§ Prompt: Each line in the listing below that includes "cumin" should be counted; give the total and nothing more.

§ Provided data:
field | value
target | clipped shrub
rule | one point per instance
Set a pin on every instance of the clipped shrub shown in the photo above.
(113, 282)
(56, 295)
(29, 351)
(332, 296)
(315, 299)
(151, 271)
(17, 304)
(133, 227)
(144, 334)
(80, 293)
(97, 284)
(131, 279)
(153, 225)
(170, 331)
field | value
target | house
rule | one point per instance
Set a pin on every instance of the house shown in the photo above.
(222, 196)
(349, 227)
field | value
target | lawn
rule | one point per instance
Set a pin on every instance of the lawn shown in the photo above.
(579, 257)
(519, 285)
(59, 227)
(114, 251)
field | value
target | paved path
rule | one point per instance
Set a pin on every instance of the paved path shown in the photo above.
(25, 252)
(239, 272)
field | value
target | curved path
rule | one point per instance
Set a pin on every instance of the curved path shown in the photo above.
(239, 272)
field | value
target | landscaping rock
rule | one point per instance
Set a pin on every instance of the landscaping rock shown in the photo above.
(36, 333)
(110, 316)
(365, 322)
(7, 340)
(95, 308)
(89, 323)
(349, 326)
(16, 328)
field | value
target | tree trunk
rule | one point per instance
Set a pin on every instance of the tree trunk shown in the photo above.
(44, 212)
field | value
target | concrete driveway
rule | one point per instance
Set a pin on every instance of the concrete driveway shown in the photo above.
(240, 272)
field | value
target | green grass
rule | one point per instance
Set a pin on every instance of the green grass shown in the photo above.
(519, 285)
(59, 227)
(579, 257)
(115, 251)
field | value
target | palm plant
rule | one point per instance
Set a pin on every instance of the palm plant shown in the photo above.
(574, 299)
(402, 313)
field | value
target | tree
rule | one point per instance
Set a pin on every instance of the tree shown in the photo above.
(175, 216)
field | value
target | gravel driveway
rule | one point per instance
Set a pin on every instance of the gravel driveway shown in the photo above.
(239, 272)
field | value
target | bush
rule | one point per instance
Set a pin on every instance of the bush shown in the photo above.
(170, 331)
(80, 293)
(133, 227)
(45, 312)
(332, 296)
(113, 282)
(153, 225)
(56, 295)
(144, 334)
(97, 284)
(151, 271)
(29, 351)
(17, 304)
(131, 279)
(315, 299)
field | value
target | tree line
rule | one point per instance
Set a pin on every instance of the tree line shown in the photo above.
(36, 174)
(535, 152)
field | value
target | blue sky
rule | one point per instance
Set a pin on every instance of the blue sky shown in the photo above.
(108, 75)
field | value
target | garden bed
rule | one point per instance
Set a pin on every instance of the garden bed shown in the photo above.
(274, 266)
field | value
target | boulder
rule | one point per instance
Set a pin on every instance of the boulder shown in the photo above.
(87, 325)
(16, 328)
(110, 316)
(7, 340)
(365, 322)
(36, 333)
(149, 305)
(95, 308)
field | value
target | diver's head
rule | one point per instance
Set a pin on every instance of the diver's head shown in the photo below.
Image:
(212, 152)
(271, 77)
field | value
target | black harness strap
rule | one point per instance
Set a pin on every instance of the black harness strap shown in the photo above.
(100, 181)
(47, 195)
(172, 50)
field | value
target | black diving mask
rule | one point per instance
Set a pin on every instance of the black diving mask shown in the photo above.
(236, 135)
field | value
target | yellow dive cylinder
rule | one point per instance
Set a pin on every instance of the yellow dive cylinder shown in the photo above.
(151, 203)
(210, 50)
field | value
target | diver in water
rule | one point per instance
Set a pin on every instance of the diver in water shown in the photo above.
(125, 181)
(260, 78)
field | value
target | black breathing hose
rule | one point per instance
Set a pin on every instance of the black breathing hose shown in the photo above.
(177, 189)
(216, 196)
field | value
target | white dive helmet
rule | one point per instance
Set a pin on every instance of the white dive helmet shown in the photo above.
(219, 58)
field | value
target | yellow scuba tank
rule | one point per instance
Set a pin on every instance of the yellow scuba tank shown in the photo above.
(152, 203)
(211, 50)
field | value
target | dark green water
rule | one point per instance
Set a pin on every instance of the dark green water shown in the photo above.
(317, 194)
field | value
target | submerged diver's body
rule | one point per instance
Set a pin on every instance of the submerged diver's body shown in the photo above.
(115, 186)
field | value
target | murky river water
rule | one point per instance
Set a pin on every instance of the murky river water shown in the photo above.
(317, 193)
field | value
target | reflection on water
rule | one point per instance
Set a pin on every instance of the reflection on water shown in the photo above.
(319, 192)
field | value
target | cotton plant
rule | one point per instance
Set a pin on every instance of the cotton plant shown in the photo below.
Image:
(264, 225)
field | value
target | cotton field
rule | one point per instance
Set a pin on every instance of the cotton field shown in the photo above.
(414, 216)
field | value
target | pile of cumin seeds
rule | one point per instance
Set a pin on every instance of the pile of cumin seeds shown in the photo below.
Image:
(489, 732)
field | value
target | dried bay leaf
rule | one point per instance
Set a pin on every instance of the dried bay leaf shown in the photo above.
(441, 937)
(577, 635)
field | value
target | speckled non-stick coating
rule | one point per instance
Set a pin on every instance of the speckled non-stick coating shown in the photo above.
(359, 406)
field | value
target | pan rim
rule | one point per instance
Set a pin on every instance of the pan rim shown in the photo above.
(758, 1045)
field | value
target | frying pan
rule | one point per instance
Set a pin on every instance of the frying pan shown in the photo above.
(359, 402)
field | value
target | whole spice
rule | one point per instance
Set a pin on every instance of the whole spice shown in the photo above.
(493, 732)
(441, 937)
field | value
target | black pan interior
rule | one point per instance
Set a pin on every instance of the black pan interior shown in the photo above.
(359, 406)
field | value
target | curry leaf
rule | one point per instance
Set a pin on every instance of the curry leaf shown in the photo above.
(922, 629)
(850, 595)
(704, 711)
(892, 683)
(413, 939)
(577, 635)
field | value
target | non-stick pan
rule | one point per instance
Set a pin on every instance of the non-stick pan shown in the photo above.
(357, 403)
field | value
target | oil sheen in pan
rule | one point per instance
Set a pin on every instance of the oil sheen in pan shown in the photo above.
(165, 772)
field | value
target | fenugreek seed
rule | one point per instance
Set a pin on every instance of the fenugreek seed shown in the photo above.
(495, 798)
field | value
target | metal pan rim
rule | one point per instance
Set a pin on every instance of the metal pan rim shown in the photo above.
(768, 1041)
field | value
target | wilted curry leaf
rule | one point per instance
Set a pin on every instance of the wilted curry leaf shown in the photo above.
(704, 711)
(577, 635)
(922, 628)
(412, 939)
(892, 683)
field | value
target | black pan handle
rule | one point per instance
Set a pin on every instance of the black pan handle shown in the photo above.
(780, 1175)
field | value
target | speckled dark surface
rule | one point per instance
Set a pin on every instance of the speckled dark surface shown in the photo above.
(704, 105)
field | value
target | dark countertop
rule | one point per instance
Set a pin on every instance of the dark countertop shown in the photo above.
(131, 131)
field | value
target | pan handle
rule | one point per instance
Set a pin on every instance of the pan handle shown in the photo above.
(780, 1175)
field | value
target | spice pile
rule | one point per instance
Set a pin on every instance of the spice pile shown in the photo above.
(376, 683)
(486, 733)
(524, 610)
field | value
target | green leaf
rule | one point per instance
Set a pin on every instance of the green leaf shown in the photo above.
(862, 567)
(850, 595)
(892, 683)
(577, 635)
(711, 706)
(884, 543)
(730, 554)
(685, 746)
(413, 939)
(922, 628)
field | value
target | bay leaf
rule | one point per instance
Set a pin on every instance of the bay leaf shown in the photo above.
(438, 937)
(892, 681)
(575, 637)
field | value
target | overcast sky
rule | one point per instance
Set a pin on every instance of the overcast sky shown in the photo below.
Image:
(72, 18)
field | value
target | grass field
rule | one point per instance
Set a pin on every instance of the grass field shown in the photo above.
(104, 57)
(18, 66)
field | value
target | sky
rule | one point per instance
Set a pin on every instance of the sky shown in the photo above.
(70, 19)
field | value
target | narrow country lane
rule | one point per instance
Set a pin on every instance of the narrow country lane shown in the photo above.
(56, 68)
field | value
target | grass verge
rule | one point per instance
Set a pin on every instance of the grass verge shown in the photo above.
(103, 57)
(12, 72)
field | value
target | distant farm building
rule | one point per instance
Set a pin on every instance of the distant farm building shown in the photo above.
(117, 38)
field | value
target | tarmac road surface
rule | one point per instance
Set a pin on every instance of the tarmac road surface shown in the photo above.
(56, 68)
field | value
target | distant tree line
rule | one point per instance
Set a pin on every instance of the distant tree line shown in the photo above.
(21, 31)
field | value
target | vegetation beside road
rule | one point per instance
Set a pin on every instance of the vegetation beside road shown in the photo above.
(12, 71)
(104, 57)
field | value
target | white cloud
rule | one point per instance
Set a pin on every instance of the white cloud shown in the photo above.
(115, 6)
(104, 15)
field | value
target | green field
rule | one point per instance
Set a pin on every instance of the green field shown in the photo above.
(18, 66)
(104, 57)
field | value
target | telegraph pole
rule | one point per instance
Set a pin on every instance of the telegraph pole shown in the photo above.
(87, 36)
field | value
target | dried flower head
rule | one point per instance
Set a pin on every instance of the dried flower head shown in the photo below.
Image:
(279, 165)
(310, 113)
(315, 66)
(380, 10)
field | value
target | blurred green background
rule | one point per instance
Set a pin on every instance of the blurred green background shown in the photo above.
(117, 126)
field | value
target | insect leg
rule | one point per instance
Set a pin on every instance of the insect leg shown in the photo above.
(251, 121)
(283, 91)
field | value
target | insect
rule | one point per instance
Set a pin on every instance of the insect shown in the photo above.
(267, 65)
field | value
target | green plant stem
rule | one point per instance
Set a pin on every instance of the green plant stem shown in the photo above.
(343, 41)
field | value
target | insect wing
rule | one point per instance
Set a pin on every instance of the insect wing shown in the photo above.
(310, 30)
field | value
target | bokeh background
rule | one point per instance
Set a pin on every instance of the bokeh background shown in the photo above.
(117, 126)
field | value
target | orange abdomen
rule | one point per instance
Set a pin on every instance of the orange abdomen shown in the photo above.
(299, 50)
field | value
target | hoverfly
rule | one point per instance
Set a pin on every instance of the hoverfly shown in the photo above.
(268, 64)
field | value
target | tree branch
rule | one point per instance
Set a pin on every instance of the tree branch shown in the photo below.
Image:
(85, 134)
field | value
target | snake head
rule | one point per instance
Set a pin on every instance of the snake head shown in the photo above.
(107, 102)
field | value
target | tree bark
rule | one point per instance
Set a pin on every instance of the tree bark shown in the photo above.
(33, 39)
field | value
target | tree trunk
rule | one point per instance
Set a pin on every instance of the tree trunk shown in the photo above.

§ Answer to the exercise: 2